# PROMPT:
Print out the data below with every line intact.

# Stored dataset items:
►
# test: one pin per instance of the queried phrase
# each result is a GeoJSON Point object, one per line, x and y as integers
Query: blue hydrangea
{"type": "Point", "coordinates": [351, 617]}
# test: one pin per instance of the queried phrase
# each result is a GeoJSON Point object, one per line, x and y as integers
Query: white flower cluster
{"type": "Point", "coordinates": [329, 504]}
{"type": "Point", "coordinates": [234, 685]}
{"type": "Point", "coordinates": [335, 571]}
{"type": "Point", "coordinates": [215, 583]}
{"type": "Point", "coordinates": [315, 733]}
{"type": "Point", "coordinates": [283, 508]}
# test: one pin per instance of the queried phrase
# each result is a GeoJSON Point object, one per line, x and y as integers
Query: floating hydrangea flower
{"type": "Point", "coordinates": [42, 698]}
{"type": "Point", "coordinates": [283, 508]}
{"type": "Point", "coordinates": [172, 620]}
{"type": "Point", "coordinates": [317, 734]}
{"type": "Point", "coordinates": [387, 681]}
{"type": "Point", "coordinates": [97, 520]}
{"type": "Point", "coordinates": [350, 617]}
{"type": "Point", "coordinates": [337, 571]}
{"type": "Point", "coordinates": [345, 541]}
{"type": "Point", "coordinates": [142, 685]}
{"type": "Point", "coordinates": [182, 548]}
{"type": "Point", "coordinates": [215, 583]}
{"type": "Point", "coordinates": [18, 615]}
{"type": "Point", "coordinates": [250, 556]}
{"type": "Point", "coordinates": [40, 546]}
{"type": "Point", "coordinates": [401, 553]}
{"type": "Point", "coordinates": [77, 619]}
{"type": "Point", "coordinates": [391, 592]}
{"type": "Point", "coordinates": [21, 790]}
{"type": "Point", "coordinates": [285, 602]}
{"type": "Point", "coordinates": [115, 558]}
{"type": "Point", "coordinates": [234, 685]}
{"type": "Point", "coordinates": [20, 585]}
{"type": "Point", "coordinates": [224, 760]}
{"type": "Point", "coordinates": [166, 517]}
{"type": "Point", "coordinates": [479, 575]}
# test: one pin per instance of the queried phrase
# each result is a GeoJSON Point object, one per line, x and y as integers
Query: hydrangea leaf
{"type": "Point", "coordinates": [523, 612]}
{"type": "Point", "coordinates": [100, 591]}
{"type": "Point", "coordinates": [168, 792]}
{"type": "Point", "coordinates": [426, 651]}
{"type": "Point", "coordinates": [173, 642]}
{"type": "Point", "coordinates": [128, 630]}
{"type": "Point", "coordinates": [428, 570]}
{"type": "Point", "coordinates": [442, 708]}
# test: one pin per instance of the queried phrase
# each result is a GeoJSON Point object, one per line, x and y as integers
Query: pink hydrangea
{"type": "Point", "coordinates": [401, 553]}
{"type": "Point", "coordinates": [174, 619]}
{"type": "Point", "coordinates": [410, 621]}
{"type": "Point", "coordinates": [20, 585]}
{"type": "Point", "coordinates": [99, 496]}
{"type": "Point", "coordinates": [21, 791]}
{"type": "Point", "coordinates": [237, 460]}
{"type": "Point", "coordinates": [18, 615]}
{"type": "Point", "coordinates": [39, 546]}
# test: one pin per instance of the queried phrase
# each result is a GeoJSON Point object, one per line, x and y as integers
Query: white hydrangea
◄
# OUTPUT FOR THIS EXERCISE:
# test: one pin per instance of the queried phrase
# each result is a GeoJSON Point object, one per line, x and y as integers
Query: blue hydrangea
{"type": "Point", "coordinates": [351, 617]}
# test: one pin per instance of the queried phrase
# each result is a GeoJSON Point object, one per line, x and y as integers
Query: white flower cluster
{"type": "Point", "coordinates": [329, 504]}
{"type": "Point", "coordinates": [234, 685]}
{"type": "Point", "coordinates": [335, 571]}
{"type": "Point", "coordinates": [215, 583]}
{"type": "Point", "coordinates": [315, 733]}
{"type": "Point", "coordinates": [283, 508]}
# test: one pin per instance of the queried phrase
# each result is a GeoJSON Point object, one per line, x and y as integers
Query: floating hydrangea flower
{"type": "Point", "coordinates": [42, 698]}
{"type": "Point", "coordinates": [283, 508]}
{"type": "Point", "coordinates": [172, 620]}
{"type": "Point", "coordinates": [317, 734]}
{"type": "Point", "coordinates": [387, 681]}
{"type": "Point", "coordinates": [97, 520]}
{"type": "Point", "coordinates": [350, 617]}
{"type": "Point", "coordinates": [337, 571]}
{"type": "Point", "coordinates": [345, 541]}
{"type": "Point", "coordinates": [142, 685]}
{"type": "Point", "coordinates": [182, 548]}
{"type": "Point", "coordinates": [215, 583]}
{"type": "Point", "coordinates": [18, 615]}
{"type": "Point", "coordinates": [250, 556]}
{"type": "Point", "coordinates": [40, 546]}
{"type": "Point", "coordinates": [401, 553]}
{"type": "Point", "coordinates": [77, 619]}
{"type": "Point", "coordinates": [391, 592]}
{"type": "Point", "coordinates": [21, 790]}
{"type": "Point", "coordinates": [285, 602]}
{"type": "Point", "coordinates": [115, 558]}
{"type": "Point", "coordinates": [234, 685]}
{"type": "Point", "coordinates": [20, 585]}
{"type": "Point", "coordinates": [224, 760]}
{"type": "Point", "coordinates": [166, 517]}
{"type": "Point", "coordinates": [479, 575]}
# test: one pin per instance of the queried phrase
# each result is a GeoJSON Point object, one per line, x and y as integers
Query: hydrangea leaf
{"type": "Point", "coordinates": [523, 612]}
{"type": "Point", "coordinates": [100, 591]}
{"type": "Point", "coordinates": [168, 792]}
{"type": "Point", "coordinates": [426, 651]}
{"type": "Point", "coordinates": [173, 642]}
{"type": "Point", "coordinates": [128, 630]}
{"type": "Point", "coordinates": [428, 570]}
{"type": "Point", "coordinates": [442, 708]}
# test: one pin per instance of the queried phrase
# each result is a GeoJSON Point object, one per line, x and y as integers
Query: pink hydrangea
{"type": "Point", "coordinates": [401, 553]}
{"type": "Point", "coordinates": [174, 619]}
{"type": "Point", "coordinates": [410, 621]}
{"type": "Point", "coordinates": [20, 585]}
{"type": "Point", "coordinates": [99, 496]}
{"type": "Point", "coordinates": [21, 791]}
{"type": "Point", "coordinates": [237, 460]}
{"type": "Point", "coordinates": [18, 615]}
{"type": "Point", "coordinates": [39, 546]}
# test: one pin per instance of the queried phrase
# each result is a GeoJSON Point object, one per line, x and y as integers
Query: white hydrangea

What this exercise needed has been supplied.